Data records
============

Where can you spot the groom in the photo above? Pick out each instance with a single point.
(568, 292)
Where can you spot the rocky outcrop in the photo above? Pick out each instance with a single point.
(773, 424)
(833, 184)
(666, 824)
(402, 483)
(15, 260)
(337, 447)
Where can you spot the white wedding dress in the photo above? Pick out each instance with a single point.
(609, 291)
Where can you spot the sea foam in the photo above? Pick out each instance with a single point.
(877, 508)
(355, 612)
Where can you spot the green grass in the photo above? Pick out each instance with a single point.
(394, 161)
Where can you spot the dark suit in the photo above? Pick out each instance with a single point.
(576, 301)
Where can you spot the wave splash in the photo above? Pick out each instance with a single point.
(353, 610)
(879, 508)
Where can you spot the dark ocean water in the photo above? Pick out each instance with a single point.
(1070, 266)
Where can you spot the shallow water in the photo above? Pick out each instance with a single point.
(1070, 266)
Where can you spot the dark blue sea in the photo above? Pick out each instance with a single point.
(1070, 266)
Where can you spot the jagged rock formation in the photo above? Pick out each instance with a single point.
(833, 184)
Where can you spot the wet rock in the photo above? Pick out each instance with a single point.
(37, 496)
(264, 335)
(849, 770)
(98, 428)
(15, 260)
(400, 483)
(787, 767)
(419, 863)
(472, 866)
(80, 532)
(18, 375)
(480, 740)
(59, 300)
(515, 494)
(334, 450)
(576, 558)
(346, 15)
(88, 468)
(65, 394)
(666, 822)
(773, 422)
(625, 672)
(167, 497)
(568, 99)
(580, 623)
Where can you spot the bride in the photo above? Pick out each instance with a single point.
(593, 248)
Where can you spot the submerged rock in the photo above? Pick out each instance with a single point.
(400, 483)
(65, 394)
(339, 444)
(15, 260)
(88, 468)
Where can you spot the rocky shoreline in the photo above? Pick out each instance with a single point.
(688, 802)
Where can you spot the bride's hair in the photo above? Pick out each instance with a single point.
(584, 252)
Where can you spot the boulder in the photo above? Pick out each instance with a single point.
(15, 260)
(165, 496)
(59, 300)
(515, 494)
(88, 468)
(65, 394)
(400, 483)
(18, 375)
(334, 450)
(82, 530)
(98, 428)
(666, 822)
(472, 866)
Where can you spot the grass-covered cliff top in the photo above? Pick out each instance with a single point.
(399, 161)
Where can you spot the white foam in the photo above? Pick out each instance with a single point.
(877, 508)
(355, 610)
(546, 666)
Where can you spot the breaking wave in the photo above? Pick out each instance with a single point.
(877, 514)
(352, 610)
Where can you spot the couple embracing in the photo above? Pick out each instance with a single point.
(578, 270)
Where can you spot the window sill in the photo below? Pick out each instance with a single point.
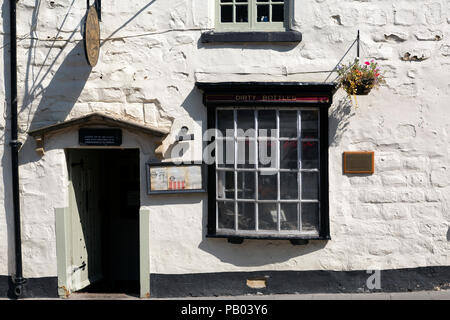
(279, 37)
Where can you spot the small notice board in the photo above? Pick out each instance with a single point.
(167, 177)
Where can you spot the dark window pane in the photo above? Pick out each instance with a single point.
(310, 186)
(288, 155)
(288, 185)
(310, 155)
(225, 153)
(267, 186)
(242, 13)
(310, 216)
(226, 13)
(226, 215)
(278, 13)
(310, 124)
(288, 124)
(245, 119)
(267, 216)
(267, 120)
(246, 216)
(225, 184)
(246, 185)
(246, 153)
(289, 216)
(225, 120)
(263, 13)
(267, 154)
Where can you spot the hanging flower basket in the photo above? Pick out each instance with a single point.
(357, 79)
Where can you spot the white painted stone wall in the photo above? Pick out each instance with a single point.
(151, 57)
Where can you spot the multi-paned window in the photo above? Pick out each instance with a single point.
(246, 15)
(268, 171)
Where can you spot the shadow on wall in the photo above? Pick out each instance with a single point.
(193, 105)
(339, 119)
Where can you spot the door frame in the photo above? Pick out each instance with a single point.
(63, 230)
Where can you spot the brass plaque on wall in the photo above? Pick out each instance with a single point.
(92, 36)
(359, 162)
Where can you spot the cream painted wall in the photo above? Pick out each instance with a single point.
(151, 57)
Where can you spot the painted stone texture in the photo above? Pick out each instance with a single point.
(151, 57)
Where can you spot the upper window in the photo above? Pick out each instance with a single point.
(251, 15)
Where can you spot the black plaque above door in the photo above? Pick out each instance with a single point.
(100, 137)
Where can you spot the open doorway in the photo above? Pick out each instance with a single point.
(104, 196)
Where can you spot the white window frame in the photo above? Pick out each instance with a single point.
(252, 24)
(279, 232)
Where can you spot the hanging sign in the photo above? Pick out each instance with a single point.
(92, 37)
(171, 178)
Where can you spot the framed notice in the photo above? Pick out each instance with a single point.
(167, 177)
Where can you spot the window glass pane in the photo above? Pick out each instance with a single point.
(310, 186)
(267, 216)
(226, 13)
(267, 120)
(246, 185)
(245, 119)
(267, 154)
(267, 186)
(288, 155)
(226, 214)
(278, 13)
(310, 155)
(263, 13)
(310, 217)
(288, 216)
(288, 185)
(310, 124)
(242, 13)
(225, 184)
(225, 120)
(288, 124)
(225, 153)
(246, 154)
(246, 216)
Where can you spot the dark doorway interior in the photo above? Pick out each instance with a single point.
(117, 198)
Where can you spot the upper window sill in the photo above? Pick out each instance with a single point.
(258, 36)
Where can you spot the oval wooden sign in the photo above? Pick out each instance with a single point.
(92, 37)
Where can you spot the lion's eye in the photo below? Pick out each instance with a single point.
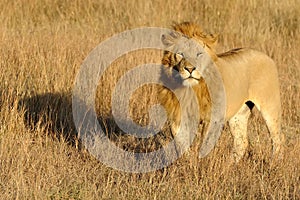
(199, 54)
(179, 56)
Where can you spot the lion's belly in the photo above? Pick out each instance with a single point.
(237, 92)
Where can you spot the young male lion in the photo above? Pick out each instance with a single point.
(250, 79)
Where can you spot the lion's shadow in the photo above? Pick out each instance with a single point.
(52, 112)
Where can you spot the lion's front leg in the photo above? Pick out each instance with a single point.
(238, 128)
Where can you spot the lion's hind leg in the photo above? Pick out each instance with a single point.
(238, 128)
(271, 115)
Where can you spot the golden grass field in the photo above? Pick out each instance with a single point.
(44, 42)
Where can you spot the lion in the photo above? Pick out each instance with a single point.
(250, 79)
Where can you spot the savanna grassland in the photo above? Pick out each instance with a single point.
(44, 42)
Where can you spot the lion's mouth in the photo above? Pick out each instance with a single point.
(191, 77)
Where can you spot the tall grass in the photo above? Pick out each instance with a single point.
(42, 45)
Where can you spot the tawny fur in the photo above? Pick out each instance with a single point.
(248, 76)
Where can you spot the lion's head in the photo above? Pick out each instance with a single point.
(187, 45)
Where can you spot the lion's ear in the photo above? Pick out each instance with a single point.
(212, 40)
(170, 39)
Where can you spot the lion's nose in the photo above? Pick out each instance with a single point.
(189, 68)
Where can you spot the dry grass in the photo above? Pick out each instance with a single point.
(43, 43)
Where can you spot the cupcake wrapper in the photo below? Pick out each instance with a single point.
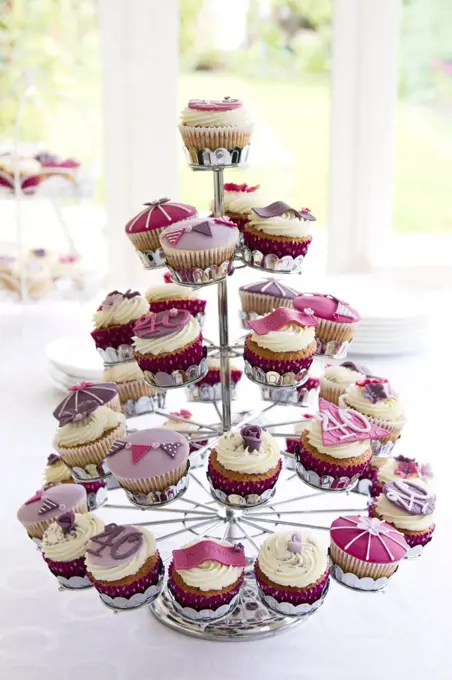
(195, 307)
(114, 336)
(94, 453)
(67, 569)
(199, 601)
(359, 568)
(293, 596)
(241, 488)
(190, 355)
(159, 483)
(260, 304)
(127, 591)
(201, 138)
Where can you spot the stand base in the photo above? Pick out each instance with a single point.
(250, 620)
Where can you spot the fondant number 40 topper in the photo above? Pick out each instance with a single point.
(342, 426)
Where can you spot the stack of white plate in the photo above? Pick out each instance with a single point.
(71, 359)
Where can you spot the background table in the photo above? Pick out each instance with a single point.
(403, 632)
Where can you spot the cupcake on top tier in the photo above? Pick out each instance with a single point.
(281, 347)
(114, 321)
(151, 465)
(376, 399)
(336, 321)
(336, 379)
(144, 229)
(216, 132)
(335, 448)
(244, 467)
(239, 199)
(365, 551)
(292, 572)
(382, 470)
(409, 507)
(124, 566)
(277, 237)
(64, 546)
(169, 295)
(201, 249)
(263, 297)
(168, 347)
(87, 427)
(47, 504)
(205, 578)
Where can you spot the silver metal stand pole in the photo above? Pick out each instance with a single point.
(223, 314)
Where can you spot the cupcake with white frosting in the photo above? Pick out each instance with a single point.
(168, 347)
(336, 379)
(376, 399)
(280, 348)
(244, 466)
(64, 546)
(278, 232)
(124, 566)
(292, 570)
(114, 320)
(87, 427)
(205, 578)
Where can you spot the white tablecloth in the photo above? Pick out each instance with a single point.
(403, 632)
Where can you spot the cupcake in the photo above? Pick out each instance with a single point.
(135, 395)
(336, 379)
(145, 228)
(277, 237)
(365, 552)
(46, 505)
(205, 577)
(168, 348)
(382, 470)
(221, 126)
(209, 387)
(409, 507)
(263, 297)
(124, 566)
(200, 250)
(281, 347)
(151, 465)
(238, 201)
(114, 321)
(87, 427)
(335, 448)
(64, 544)
(375, 398)
(171, 296)
(244, 467)
(336, 321)
(292, 572)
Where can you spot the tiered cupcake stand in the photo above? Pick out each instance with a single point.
(204, 515)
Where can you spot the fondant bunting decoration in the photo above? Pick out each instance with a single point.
(208, 551)
(279, 318)
(342, 426)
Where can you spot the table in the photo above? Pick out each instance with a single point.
(403, 632)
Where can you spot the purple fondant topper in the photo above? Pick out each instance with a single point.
(280, 208)
(251, 435)
(411, 497)
(279, 318)
(208, 551)
(342, 426)
(161, 324)
(114, 545)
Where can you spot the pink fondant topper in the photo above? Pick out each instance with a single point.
(279, 318)
(209, 551)
(160, 324)
(342, 426)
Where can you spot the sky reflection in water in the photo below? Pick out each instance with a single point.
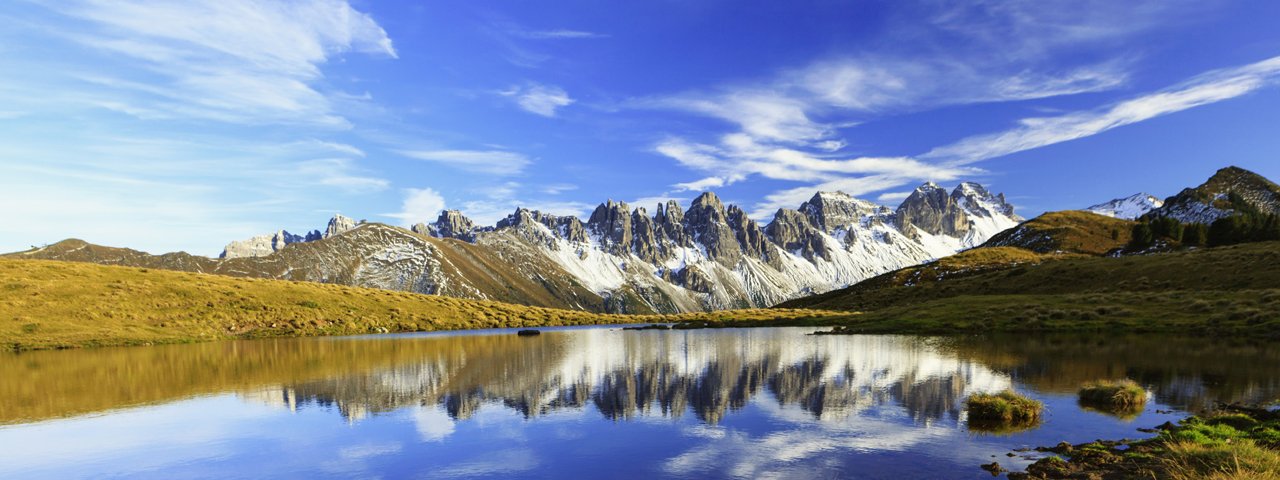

============

■ OBJECTIVE ■
Render the rows above as a JSON list of strings, one string per line, starting at the line that contains "Where can you spot the fondant bunting" and continuing through the end of the rows. Skip blank lines and leave out the pictures.

■ ANSWER FOR THE TASK ■
[
  "Where can you spot the fondant bunting decoration in the photo above? Pick out each instance with a single point.",
  "(208, 551)",
  "(279, 318)",
  "(342, 426)",
  "Where can you spot the table in the photo above? Pick out each instance with a single point.",
  "(403, 632)",
  "Where can you spot the purple fondant topper in the photo above? Pick out each instance with a single point.",
  "(280, 208)",
  "(251, 435)",
  "(411, 497)",
  "(279, 318)",
  "(208, 551)",
  "(342, 426)",
  "(161, 324)",
  "(114, 545)",
  "Where can you spot the pink fondant topper in the photo above? Pick out each instance with a single point.",
  "(279, 318)",
  "(209, 551)",
  "(160, 324)",
  "(342, 426)",
  "Where can you spot the sky reflection in water in the photo below? Pick out each instance with a single point."
]